* _Provided records_
★ ★ ★ ★ ★ ★ ★
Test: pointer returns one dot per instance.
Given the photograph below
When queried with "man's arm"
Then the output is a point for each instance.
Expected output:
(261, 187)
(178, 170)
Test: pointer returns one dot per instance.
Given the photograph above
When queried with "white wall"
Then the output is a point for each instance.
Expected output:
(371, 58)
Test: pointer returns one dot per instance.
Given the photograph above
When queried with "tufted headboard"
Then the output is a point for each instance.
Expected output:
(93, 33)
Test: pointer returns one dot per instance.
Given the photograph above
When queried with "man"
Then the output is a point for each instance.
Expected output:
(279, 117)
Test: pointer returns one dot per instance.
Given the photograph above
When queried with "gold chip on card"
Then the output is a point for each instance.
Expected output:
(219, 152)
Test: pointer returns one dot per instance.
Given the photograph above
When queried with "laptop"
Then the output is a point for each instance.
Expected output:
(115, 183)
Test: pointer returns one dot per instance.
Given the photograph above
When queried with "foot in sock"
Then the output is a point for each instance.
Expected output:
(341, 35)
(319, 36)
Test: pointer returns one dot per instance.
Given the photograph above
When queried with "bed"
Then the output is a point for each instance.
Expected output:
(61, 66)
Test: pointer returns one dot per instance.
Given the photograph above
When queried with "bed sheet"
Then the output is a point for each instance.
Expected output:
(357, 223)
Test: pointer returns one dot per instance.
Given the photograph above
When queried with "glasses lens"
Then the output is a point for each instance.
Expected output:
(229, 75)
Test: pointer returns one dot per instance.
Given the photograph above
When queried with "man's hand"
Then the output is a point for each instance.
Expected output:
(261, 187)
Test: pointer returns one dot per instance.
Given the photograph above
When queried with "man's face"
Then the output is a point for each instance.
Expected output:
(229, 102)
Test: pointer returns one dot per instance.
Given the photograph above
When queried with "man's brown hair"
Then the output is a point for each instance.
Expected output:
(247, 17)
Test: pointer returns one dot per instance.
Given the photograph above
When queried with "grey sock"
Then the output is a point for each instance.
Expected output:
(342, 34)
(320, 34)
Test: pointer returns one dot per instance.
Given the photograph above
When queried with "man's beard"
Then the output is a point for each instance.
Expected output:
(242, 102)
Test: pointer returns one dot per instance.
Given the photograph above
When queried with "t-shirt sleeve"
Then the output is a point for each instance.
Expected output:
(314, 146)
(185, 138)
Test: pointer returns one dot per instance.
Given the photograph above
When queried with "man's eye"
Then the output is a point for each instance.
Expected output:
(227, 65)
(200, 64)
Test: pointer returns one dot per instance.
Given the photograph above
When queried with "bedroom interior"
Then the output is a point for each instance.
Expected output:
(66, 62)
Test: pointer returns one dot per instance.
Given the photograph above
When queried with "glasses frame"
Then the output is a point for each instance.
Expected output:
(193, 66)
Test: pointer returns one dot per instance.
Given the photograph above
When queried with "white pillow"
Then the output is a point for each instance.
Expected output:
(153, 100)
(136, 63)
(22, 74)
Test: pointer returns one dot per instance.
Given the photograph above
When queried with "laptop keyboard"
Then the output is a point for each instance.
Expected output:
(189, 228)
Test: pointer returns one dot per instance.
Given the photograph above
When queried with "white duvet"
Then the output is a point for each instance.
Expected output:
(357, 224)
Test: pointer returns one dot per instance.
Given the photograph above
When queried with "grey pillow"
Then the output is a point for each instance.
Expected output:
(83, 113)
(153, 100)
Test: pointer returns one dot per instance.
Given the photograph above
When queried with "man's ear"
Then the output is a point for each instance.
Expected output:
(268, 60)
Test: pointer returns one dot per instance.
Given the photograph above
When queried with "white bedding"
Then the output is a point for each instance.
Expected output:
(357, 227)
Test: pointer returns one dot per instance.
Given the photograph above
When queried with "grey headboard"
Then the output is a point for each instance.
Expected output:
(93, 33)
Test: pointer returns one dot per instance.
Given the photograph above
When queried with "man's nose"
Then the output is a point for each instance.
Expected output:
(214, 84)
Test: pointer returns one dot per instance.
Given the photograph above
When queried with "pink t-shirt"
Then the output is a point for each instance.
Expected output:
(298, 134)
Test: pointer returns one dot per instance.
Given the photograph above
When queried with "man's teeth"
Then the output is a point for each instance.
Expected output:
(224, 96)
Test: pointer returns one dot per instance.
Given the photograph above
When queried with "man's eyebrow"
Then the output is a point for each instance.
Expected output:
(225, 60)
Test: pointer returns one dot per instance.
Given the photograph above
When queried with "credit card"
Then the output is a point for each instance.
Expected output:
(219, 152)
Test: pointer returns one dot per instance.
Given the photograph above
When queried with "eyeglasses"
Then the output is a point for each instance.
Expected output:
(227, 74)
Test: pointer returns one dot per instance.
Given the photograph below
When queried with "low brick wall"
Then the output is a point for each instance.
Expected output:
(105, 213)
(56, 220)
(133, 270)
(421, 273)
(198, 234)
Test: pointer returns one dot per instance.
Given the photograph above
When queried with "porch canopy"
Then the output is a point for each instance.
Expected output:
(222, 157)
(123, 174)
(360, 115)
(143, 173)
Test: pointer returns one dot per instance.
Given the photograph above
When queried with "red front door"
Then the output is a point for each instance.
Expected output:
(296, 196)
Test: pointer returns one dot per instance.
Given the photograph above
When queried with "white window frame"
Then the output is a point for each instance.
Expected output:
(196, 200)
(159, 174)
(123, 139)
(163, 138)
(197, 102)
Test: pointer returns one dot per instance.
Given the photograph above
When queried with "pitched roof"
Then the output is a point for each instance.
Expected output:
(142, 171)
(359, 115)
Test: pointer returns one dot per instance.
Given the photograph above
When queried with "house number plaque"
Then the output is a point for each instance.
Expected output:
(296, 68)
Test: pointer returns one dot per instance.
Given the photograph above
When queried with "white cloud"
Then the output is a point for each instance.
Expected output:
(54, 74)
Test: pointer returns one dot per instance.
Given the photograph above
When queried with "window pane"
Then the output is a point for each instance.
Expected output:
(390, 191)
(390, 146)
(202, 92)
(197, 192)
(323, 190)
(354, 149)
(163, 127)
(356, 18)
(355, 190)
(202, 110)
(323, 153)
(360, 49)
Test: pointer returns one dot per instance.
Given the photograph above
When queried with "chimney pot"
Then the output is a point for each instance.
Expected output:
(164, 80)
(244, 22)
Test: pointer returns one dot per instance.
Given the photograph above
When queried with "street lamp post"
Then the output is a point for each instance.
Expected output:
★ ★ ★ ★ ★ ★ ★
From the listing above, collect every line that contains the string "sock", matching case exactly.

* _Solution to the problem_
When queried with "foot in sock"
When queried with "grey sock"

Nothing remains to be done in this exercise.